Directions ▸
a) In the racing interview, where did the driver watch last year's Brickyard 400 from?
b) Pick up the racing interview right after its final question and write what comes next.

Page ▸
____

WERE YOU HERE AT THE BRICKYARD 400 LAST YEAR, AND DID YOU FEEL ANY JEALOUSY THAT YOU WEREN’T IN IT COMPARED TO SOME OF THE OTHER CUP RACES YOU HAD WATCHED? WILL TOMORROW BE ANY MORE SPECIAL THAN OTHER CUP RACES? “Yes I was. No, I didn’t actually. I felt very satisfied with the progression that I have had through stock cars to get to this points, full-time Sprint Cup. So, no I didn’t actually. I felt…I know of felt bored sitting there actually on pit lane, because you can’t see anything. I am sure there was a better perspective to have than sitting on the pit box. That is why I always encourage everyone to get a headset; listen to drivers; get to a place where you can see things and…it helps a lot. That is kind of what I remember. I’m sure it will be far more exciting being in the car. But, too exciting is not good, so…just hopefully more exciting.”
YOU CAME SO CLOSE TO WINNING THE (INDIANAPOLIS) 500; DO YOU HAVE ANY REGRETS ABOUT ANYTHING FROM YOUR PERIOD AS AN INDYCAR DRIVER?

____

Given material ▸
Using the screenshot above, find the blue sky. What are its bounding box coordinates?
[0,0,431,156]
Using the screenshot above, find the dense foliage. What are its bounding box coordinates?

____

Answers to each task ▸
a) From the pit box on pit lane.

b)
“I’m a firm believer that what I did them is what has led me to where I am now, and they all needed to happen. I think that first Indy 500 probably ended with a little more fuel than we thought we had, so I feel like maybe there was something there that could have been had. But we didn’t really know the exact numbers. Later on I found out that we used different additional systems to know you were getting to the bottom of the fuel tank – fuel collectors that I don’t we had if we had my first year. Maybe we did; I don’t know. That’s just because it’s the Indy 500, they are so hard to get. But it could have turned my career in a whole different direction, and I might not be where I am now, and I’m really happy where I am. Everything happens for a reason; whew…but those Indy 500 wins are hard to come by.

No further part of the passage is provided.